Selected excerpt: Begin

We can clear up the picture to a degree by combining these metrics. As shown below, the combined metric reveals the small-cap segment is currently more conducive (higher percentile rank) for active management—something to remember as we delve into the performance data.
US active manager performance trends: Growth wins
To ascertain performance trends for active managers, we grouped managers by their Morningstar Category and analyzed performance versus prospectus-stated benchmarks. Next, we needed to define a “good performance trend.” If more than 50% of active managers have outperformed their benchmark and the average excess return is positive, then we consider this an area of the market where active management has performed well in our current environment.
These hurdles would need to be met across all three periods of consideration: Q1, Q2 and 2020 year-to-date. While Q1 saw the drawdown, Q2 saw the rally. If we are to understand if active does well in bear market environments—which have rallies—it’s important to identify the ability to mitigate downturns and also capture the rally from the bottom. We would also like to see a meaningful spread increase in 2020 from 2019, as it pertains to the percentage of managers outperforming. The performance trends are shown below.

Selected excerpt: End
Provided material: Begin

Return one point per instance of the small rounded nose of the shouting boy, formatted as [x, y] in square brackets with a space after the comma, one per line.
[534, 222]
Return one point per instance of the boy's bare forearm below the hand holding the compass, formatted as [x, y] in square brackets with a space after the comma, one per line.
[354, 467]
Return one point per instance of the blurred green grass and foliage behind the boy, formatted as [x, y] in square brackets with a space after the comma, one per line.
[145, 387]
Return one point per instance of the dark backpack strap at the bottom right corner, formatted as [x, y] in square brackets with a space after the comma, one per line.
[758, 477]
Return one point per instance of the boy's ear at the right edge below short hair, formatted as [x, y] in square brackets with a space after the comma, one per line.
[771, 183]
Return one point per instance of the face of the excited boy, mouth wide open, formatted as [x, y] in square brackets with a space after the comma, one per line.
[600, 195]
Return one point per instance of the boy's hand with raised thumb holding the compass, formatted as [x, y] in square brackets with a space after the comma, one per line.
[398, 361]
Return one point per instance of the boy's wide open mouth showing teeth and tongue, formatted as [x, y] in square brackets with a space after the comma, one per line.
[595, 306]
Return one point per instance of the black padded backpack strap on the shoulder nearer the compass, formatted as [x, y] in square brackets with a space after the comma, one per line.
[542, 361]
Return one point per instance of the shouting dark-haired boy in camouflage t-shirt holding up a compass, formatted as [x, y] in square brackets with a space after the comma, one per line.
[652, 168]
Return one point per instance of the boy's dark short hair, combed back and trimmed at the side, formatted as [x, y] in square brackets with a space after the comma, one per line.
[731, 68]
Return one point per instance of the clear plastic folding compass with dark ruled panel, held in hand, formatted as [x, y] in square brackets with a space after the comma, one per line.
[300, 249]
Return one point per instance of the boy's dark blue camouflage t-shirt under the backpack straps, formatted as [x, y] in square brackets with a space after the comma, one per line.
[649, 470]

Provided material: End
Provided material: Begin

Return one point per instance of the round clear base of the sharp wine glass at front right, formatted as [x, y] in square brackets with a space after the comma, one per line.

Provided material: End

In the excerpt on active manager performance, which two conditions must be met for a market area to count as having a good performance trend?

**Output for this exercise:** More than 50% of active managers must have outperformed their benchmark, and the average excess return must be positive.